::: Exercise materials :::

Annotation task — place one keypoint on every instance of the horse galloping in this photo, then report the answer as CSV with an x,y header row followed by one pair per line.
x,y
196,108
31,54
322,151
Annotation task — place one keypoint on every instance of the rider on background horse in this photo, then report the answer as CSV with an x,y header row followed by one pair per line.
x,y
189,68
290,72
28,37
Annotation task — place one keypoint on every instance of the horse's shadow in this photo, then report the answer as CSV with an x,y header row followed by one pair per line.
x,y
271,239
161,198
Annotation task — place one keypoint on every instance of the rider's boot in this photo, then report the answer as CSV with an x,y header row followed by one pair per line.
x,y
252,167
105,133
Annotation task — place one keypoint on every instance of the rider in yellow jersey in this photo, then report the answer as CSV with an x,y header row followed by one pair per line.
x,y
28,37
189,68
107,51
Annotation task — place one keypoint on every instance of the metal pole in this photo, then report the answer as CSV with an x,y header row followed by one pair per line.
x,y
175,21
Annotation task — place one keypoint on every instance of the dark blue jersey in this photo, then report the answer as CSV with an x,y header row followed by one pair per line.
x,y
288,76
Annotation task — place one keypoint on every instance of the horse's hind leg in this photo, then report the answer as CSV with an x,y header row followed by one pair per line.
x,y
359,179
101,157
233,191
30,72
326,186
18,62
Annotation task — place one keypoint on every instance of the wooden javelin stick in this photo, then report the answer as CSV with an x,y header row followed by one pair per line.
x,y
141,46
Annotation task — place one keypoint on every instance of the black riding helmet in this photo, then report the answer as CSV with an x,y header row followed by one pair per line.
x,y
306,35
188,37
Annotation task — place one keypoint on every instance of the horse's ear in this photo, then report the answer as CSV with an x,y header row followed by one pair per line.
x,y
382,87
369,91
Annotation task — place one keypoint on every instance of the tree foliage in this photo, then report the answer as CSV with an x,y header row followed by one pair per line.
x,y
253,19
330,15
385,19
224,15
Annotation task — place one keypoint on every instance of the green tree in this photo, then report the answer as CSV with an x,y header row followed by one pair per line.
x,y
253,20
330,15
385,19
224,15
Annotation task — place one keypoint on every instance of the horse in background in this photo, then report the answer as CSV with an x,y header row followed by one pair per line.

:::

▸ **Work required**
All of the data above should be written out again word for word.

▸ **Answer to the exercise**
Annotation task — place one keypoint on every instance of the horse galloping in this photo, then report the answer as CSV with an x,y header row followed by one pair per line.
x,y
196,108
31,54
322,151
Annotation task — place one keypoint on every instance of the rider on background horse in this photo, then report the answer as CSV with an x,y header row followed by one pair per line.
x,y
189,68
290,72
28,37
Annotation task — place one keypoint on every instance of the horse's shadow in this photo, then report the answer as CSV with an x,y header row followed by one pair per line.
x,y
271,239
161,198
Annotation task — place one keypoint on every instance of the rider's boot in this photo, then report the answer as CSV with an x,y header row followed by one pair per line.
x,y
252,167
105,133
Annotation task — place one keypoint on every instance of the rider in yellow jersey in this photo, then report the answer as CSV with an x,y header row followed by one pair per line.
x,y
28,37
189,68
107,51
Annotation task — place one keypoint on every instance of the metal pole in this photo, then report the answer as CSV with an x,y header row followed by one pair per line.
x,y
175,21
Annotation task — place one keypoint on every instance of the dark blue jersey in this photo, then report the answer as CSV with an x,y header row followed by one pair per line.
x,y
288,76
Annotation task — place one keypoint on every instance of the horse's hind leg in this photo, then report the answer as CSV with an x,y header row followed by one pair per line.
x,y
359,179
101,157
233,191
30,72
326,186
18,62
Annotation task — place one keypoint on every instance of the wooden javelin stick in this photo, then report the answer as CSV with an x,y header row followed by one pair per line.
x,y
141,46
Annotation task — place one keypoint on every instance of the black riding helmet in this photo, then report the answer as CSV with an x,y header row followed by one pair per line.
x,y
306,35
188,37
Annotation task — place one keypoint on every instance of the horse's ear in this photo, then report the answer as CSV with an x,y header row followed by one pair per line.
x,y
382,87
369,91
Annotation task — place one keypoint on every instance of the tree foliage in this photo, then report the answer as CSV with an x,y header row followed by one pair per line.
x,y
253,19
330,15
385,19
224,15
Annotation task — place one keypoint on every instance of the green tree in this photo, then report the answer as CSV with an x,y header row followed by one pair per line.
x,y
253,20
330,15
385,19
224,15
Annotation task — place one keypoint on every instance of the horse in background in this photo, then report the answer as CSV with an x,y header row followed by one pair per line.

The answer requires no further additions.